§ GIVEN PROBLEM 1
Find every line of the listing below that contains the string "metal", and copy each of those lines. Case counts.

§ EXCERPTED PASSAGE
START

Defense subcontractors often get shortchanged by big weapons firms — the Senate may help change that.

Analysis | Military Industrial Complex

The Senate is throwing small business a bone in the annual defense policy bill.

The legislation currently includes a provision aimed at improving timely payments to small businesses doing military work. Ultimately, ensuring small businesses are paid quickly saves taxpayer dollars.

The challenge is that the government doesn’t usually hire small businesses to do military work; it hires larger prime contractors, which include defense giants like Lockheed Martin and Raytheon. But prime contractors outsource between 60 and 70 percent of Pentagon contract work. And while the department grants prime contractors agreeable payment terms and generous contract financing, the department doesn’t have much information about how primes treat the small business subcontractors they hire.

However, a recent Pentagon study on contract financing reveals that overall, these subcontractors “do not enjoy the same favorable payment terms” that primes receive from the government. Primes don’t typically pay subcontractors anything until the work is done. That means small businesses doing work for the Pentagon often must self-finance or obtain other funding to generate the cash flow needed to pay their bills and remain operational. Poor contract terms for subcontractors can deter companies from government work, could contribute to higher prices, and may even drive companies to leave the defense sector.

By largely denying subcontractors the cash flow they need, primes risk adding to the taxpayers’ burden. Businesses in need of cash flow are forced to borrow, sometimes by selling unpaid invoices for primes to factoring companies. In exchange, factoring companies provide small businesses with the cash to pay their bills — at a cost. Businesses may have to sell their unpaid invoices at a discount, losing value on the subcontract itself, in addition to paying any relevant fees. The costs of this form of borrowing are paid by either the taxpayer or the small business: It depends on whether the business successfully advocates to increase the subcontract price to account for these costs. Otherwise, the costs cut into the business’s profit.

Ironically, small business subcontractors need advantageous payment terms and stable financing the most — but such terms are effectively only available to prime contractors working directly for the Pentagon. Indeed, the Prompt Payment Act requires the government to pay primes in a timely fashion, and it even mandates the government pay interest on any late payments. Subcontractors don’t typically enjoy these benefits, often leaving them strapped for cash.

END

[Object position labeling listing]
START

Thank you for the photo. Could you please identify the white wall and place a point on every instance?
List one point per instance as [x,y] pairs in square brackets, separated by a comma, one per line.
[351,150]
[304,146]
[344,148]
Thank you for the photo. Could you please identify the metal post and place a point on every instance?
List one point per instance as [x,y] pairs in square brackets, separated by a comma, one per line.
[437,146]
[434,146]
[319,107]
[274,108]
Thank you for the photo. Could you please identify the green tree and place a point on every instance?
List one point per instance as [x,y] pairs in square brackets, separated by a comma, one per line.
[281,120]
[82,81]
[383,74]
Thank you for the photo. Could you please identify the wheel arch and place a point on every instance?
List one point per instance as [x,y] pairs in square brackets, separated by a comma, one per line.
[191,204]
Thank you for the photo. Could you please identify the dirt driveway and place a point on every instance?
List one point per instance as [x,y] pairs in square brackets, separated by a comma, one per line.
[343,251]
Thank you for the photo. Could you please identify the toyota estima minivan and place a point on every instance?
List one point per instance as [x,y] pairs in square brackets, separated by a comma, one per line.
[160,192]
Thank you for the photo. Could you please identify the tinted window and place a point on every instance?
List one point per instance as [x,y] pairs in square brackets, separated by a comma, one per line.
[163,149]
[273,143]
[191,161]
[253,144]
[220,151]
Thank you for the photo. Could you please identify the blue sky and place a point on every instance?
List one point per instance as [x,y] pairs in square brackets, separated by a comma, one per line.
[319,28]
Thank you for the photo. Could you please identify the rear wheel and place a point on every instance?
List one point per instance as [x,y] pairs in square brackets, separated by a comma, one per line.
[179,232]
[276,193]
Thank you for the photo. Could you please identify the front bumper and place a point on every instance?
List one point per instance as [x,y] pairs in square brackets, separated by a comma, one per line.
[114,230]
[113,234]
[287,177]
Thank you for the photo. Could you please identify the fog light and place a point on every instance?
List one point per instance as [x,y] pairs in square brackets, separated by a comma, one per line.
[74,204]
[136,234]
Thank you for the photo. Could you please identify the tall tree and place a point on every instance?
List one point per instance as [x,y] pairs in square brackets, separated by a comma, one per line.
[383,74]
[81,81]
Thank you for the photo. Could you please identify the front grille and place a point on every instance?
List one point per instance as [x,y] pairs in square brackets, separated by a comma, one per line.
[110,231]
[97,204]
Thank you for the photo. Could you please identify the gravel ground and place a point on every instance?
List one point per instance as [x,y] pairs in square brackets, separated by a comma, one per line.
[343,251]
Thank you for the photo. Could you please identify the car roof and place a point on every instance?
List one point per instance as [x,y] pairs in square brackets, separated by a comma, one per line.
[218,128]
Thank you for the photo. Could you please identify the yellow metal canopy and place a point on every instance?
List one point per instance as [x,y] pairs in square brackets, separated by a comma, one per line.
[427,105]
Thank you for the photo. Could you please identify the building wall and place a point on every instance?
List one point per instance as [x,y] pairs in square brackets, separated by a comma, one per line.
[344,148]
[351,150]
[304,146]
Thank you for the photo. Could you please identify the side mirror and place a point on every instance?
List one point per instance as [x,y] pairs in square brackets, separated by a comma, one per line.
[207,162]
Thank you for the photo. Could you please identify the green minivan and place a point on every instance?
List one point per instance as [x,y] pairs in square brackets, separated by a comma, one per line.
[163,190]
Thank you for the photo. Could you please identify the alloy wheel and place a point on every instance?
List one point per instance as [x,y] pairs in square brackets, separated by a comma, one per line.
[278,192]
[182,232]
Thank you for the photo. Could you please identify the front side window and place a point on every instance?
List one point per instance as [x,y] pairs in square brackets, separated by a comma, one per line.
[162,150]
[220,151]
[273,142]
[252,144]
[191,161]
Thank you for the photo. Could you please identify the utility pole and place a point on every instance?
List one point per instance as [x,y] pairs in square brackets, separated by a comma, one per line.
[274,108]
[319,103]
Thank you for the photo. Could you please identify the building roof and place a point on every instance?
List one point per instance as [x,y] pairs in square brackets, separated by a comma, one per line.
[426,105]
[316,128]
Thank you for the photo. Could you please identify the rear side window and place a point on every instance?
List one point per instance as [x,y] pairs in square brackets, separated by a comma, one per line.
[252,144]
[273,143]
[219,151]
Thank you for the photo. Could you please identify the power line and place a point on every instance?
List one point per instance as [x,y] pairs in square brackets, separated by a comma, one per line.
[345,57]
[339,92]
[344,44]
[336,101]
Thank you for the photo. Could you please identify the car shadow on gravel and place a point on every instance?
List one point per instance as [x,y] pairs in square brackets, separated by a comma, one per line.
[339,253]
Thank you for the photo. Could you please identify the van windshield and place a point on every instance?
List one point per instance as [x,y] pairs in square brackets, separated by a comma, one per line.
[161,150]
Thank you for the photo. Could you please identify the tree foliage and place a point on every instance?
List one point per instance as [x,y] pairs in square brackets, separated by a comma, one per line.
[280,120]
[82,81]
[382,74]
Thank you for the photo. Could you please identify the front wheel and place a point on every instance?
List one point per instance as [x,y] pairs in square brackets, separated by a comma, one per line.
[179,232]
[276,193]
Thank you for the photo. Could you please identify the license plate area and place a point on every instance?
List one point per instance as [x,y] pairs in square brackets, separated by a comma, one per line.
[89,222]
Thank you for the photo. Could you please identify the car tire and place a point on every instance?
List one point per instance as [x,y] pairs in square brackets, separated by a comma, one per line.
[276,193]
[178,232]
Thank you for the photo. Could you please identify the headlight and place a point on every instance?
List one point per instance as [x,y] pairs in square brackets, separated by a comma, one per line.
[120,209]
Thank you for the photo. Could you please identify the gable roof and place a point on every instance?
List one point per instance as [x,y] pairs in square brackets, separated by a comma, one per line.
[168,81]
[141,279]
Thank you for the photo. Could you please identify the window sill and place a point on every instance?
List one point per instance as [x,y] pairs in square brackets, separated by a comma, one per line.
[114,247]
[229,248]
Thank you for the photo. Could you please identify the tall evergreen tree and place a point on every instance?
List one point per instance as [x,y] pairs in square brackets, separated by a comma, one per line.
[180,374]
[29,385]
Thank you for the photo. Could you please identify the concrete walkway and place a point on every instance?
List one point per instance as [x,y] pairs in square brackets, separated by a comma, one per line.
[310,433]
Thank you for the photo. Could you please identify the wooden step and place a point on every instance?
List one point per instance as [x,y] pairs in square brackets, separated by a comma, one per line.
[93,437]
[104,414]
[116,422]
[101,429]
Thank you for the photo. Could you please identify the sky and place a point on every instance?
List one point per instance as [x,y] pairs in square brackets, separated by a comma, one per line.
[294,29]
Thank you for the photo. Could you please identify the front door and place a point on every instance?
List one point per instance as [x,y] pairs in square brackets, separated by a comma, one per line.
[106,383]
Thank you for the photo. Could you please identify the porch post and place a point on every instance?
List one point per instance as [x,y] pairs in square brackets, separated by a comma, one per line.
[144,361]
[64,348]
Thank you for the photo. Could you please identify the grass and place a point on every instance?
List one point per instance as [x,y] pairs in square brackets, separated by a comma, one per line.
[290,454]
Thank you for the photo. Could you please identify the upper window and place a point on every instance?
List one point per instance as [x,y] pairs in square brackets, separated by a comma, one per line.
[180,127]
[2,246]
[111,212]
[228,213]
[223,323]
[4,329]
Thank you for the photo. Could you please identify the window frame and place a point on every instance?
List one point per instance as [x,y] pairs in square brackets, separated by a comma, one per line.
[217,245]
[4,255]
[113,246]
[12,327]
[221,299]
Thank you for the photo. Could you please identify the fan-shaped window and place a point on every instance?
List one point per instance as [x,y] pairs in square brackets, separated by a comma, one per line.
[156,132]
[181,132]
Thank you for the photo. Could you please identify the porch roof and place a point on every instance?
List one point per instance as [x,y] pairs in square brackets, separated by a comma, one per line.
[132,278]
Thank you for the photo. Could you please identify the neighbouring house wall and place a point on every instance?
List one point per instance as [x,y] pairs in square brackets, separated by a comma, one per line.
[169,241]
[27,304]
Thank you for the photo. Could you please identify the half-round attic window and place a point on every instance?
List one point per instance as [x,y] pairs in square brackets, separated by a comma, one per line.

END

§ GIVEN PROBLEM 2
Rewrite the text about defense subcontractors starting with "The Senate is" and going on through "subcontractors they hire.", replacing "prime contractors" with "lead contractors" throughout.

§ RESPONSE 1
Thank you for the photo. Could you please identify the metal post and place a point on every instance?
Thank you for the photo. Could you please identify the yellow metal canopy and place a point on every instance?

§ RESPONSE 2
The Senate is throwing small business a bone in the annual defense policy bill.

The legislation currently includes a provision aimed at improving timely payments to small businesses doing military work. Ultimately, ensuring small businesses are paid quickly saves taxpayer dollars.

The challenge is that the government doesn’t usually hire small businesses to do military work; it hires larger lead contractors, which include defense giants like Lockheed Martin and Raytheon. But lead contractors outsource between 60 and 70 percent of Pentagon contract work. And while the department grants lead contractors agreeable payment terms and generous contract financing, the department doesn’t have much information about how primes treat the small business subcontractors they hire.